-- Exercise task --
Which lines in the listing below contain the word "User"? Find them and copy each one in full.
** start of Dataset rows **
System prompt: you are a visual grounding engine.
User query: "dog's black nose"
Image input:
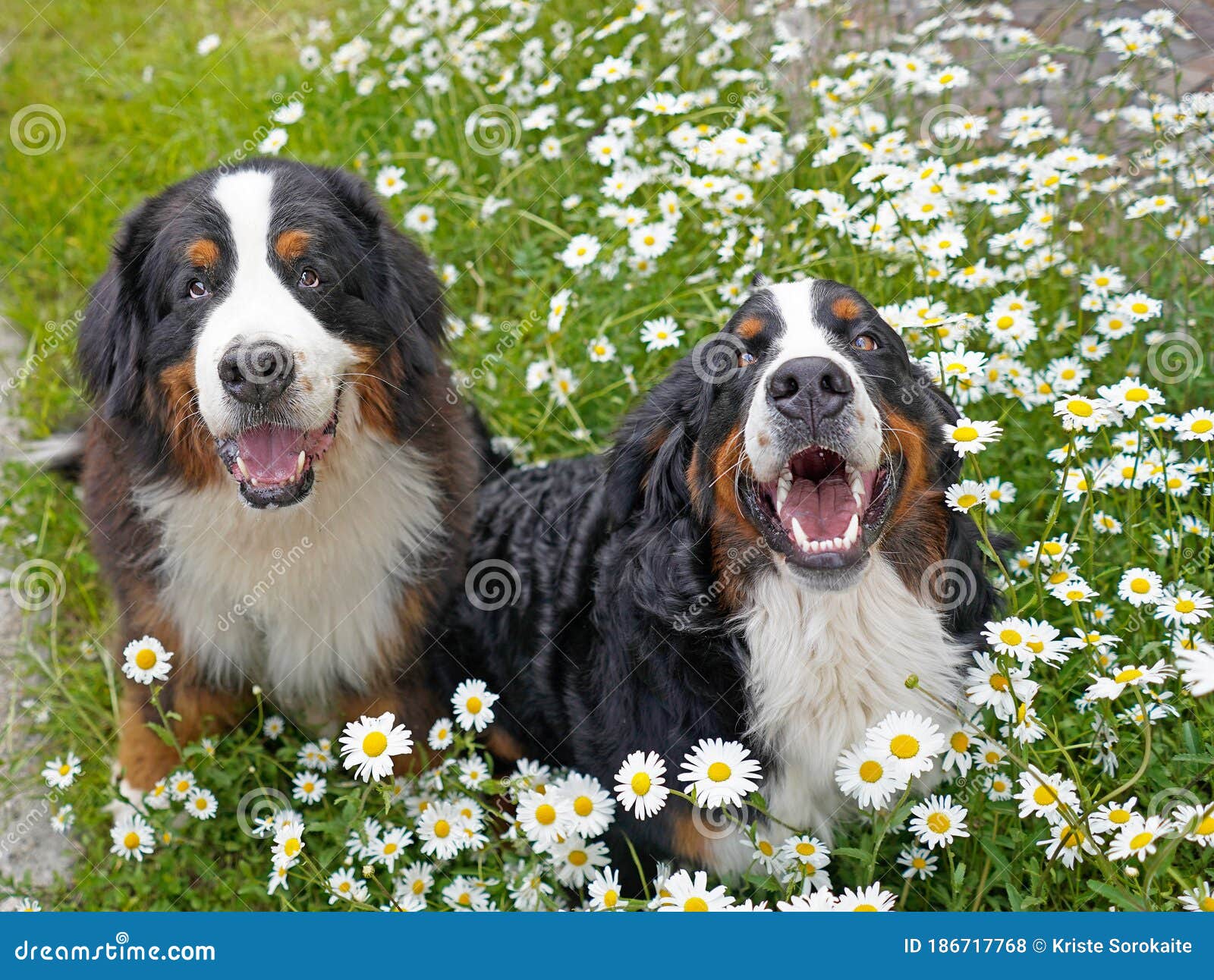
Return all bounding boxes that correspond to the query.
** end of Dataset rows **
** start of Dataset rows **
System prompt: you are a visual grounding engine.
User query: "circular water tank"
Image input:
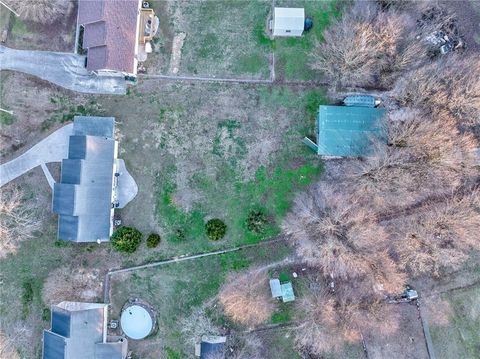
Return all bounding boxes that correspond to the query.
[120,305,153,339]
** end of Dataset rows **
** start of Dataset rows **
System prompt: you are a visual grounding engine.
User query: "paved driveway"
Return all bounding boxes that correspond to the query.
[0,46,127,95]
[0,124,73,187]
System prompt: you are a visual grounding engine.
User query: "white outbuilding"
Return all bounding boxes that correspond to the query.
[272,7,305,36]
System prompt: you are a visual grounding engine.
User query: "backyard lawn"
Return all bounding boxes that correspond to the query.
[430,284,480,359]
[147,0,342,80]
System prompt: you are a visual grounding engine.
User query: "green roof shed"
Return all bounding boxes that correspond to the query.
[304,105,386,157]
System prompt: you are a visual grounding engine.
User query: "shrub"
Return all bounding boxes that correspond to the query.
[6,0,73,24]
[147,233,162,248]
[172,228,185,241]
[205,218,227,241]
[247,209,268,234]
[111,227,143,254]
** end of Dataset rows **
-- Answer to this task --
User query: "dog's black nose"
User query: "circular water tank"
User query: "paved driveway"
User query: "white outbuilding"
User query: "backyard lawn"
User query: "green roof shed"
User query: "shrub"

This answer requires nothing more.